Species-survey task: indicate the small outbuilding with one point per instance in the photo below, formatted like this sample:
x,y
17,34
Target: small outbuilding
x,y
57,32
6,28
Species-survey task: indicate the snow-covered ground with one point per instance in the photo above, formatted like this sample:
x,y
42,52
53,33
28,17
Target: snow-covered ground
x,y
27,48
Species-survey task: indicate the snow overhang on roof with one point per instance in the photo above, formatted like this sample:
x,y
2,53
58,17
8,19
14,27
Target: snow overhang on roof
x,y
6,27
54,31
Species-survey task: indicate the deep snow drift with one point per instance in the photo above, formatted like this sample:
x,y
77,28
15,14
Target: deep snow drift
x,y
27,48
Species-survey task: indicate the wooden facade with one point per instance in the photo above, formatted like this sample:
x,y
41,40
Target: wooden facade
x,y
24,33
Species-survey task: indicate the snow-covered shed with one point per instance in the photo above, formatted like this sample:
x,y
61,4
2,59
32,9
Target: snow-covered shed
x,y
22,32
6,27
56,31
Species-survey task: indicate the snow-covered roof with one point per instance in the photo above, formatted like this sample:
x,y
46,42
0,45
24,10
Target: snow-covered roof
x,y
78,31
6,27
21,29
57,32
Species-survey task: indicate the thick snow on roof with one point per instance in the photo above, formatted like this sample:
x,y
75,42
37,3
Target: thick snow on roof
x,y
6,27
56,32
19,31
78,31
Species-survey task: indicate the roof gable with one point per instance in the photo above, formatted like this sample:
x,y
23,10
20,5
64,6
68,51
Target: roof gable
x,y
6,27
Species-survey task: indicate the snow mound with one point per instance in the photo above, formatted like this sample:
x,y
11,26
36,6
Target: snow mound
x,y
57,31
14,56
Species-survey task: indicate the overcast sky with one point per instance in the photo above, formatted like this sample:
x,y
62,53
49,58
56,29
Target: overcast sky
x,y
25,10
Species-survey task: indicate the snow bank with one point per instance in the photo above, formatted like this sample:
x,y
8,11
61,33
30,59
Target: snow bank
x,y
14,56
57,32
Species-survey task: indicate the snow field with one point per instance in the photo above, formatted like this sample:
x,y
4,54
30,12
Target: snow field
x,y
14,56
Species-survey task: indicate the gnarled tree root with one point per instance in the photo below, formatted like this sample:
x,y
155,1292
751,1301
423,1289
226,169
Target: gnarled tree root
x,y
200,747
* * *
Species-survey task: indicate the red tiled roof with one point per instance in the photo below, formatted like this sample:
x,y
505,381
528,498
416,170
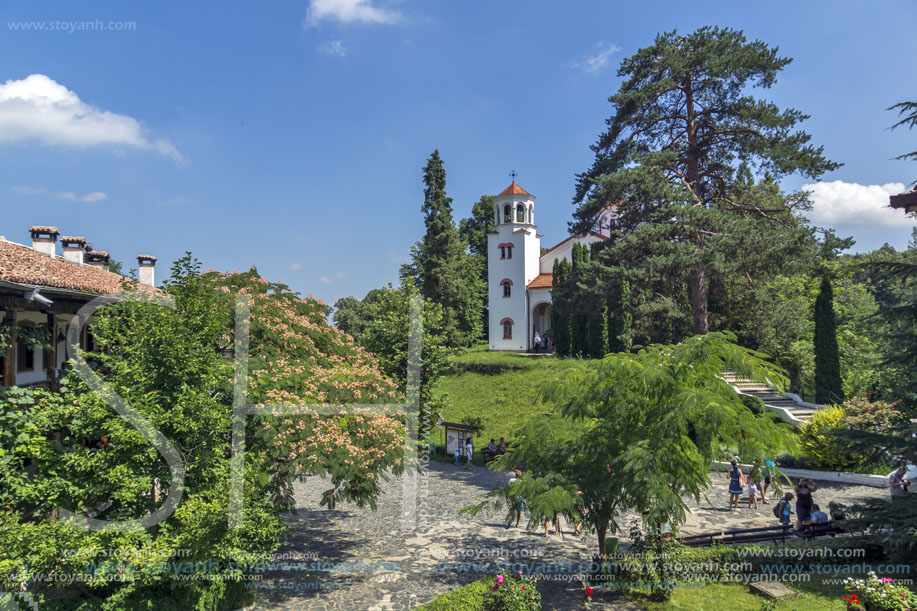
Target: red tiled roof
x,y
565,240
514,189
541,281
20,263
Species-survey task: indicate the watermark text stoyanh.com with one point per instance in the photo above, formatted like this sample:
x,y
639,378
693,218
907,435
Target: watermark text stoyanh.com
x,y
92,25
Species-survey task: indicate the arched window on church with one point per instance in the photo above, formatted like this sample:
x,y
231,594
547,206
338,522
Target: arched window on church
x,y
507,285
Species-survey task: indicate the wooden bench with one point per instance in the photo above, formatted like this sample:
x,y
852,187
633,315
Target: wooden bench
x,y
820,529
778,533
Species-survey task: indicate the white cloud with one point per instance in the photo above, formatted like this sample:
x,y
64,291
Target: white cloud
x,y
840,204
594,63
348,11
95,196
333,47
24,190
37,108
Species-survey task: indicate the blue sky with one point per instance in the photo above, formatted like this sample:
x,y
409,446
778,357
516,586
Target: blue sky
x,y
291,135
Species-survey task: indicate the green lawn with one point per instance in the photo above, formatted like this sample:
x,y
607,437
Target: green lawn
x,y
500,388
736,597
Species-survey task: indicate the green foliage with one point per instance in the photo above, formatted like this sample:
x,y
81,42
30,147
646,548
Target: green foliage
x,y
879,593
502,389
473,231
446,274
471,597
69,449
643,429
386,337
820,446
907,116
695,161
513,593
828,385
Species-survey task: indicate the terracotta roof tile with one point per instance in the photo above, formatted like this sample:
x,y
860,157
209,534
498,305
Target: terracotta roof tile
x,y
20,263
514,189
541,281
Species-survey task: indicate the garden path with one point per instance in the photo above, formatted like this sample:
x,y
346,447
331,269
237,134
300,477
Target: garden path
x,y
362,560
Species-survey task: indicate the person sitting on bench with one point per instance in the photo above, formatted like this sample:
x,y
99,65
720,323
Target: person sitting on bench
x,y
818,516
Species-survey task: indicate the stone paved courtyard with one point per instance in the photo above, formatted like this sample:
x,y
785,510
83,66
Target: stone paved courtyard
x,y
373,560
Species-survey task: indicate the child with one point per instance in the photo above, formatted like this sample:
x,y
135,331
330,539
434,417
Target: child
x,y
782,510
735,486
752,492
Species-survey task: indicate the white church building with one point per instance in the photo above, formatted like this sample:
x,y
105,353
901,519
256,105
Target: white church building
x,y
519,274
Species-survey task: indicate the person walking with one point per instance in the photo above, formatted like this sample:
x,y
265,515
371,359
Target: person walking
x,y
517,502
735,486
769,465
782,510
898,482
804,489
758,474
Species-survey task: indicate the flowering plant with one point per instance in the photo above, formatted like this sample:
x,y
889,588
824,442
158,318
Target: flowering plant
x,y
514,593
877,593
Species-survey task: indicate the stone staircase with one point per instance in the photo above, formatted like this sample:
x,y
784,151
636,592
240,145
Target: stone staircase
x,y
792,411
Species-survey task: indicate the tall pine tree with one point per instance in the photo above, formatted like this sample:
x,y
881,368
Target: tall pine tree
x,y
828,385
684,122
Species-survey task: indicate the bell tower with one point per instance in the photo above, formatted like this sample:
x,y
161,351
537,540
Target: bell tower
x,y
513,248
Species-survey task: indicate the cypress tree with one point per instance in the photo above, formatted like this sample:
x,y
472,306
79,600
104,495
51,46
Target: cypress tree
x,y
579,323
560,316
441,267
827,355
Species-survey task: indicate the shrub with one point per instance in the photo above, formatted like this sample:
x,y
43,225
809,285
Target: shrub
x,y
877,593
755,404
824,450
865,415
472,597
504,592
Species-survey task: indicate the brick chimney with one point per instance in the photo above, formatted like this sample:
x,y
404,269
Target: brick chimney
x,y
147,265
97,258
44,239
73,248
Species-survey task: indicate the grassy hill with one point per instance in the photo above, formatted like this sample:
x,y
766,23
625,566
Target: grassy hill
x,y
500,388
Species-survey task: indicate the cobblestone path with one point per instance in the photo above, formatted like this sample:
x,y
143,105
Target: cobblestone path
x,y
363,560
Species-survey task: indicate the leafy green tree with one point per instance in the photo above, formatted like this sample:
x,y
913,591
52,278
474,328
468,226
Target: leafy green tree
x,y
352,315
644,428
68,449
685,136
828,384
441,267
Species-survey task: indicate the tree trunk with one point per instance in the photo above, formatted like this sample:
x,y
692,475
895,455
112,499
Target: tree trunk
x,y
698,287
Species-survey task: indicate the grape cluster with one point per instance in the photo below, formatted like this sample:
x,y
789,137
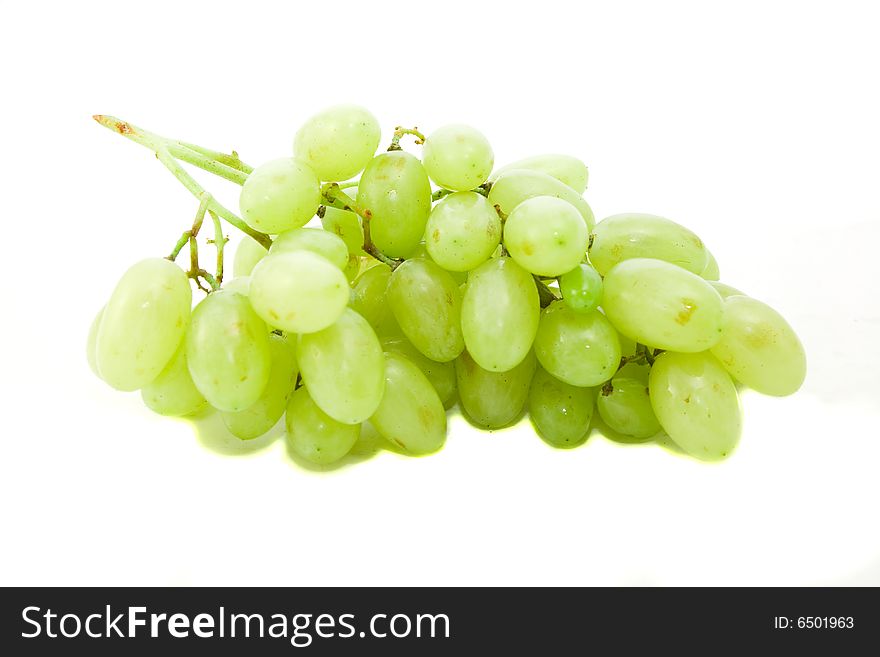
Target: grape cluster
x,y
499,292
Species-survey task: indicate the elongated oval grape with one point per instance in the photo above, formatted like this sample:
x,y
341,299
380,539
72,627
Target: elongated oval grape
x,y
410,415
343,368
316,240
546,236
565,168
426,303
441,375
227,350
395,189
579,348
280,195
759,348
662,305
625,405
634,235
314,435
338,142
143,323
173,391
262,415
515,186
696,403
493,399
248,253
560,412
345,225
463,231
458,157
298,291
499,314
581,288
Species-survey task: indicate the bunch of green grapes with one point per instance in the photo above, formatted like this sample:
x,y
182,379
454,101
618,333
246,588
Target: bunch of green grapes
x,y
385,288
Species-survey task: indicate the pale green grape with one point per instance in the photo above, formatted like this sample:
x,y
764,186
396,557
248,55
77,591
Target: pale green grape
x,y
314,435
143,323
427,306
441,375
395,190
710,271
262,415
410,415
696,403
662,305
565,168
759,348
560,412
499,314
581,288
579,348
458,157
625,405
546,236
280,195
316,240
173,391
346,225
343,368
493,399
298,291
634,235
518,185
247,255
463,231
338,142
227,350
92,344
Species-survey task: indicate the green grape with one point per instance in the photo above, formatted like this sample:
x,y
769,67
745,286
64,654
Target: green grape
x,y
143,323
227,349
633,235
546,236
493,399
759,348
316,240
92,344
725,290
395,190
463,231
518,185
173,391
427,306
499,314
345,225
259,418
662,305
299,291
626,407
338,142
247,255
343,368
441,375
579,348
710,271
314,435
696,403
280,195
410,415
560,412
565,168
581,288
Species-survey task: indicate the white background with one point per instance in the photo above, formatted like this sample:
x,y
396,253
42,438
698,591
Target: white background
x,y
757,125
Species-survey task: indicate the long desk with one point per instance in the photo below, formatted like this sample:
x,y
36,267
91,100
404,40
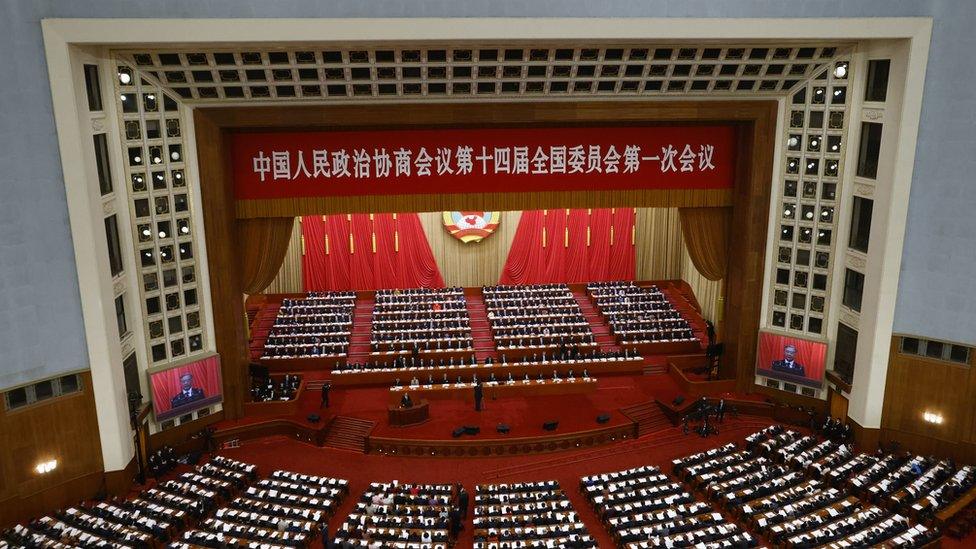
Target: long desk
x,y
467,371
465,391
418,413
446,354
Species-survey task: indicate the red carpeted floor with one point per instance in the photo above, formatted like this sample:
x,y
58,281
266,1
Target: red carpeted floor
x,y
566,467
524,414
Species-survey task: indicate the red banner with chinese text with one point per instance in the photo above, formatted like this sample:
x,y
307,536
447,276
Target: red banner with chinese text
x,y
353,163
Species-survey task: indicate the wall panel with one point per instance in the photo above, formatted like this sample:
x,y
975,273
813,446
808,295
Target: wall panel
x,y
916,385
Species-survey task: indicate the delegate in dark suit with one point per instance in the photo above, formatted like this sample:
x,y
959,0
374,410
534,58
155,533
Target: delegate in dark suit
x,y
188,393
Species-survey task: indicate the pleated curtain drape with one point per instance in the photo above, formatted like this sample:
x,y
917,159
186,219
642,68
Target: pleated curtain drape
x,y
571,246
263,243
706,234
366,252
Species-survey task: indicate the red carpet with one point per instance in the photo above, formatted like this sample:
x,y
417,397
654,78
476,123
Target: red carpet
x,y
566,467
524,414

▸ Assigned task: The expected answer is every line above in which the word "below" appears.

▸ Problem solution:
Species-survey task: indicate the small outbuilding with one point per instance in the photo below, formatted like this sample:
Species-survey task: indicate the gnarled tree root with one point per instance in the photo below, formatted like this sample:
Species-survey task: indicate the red tiled roof with one point per instance in the photo below, formatted like this sample:
Species-survey task: indicate the grape cluster with one point per instance in the photo below, formatted like this sample:
Species-survey task: indicate the long desk with one point per instance in the photo below, formatted like this sample:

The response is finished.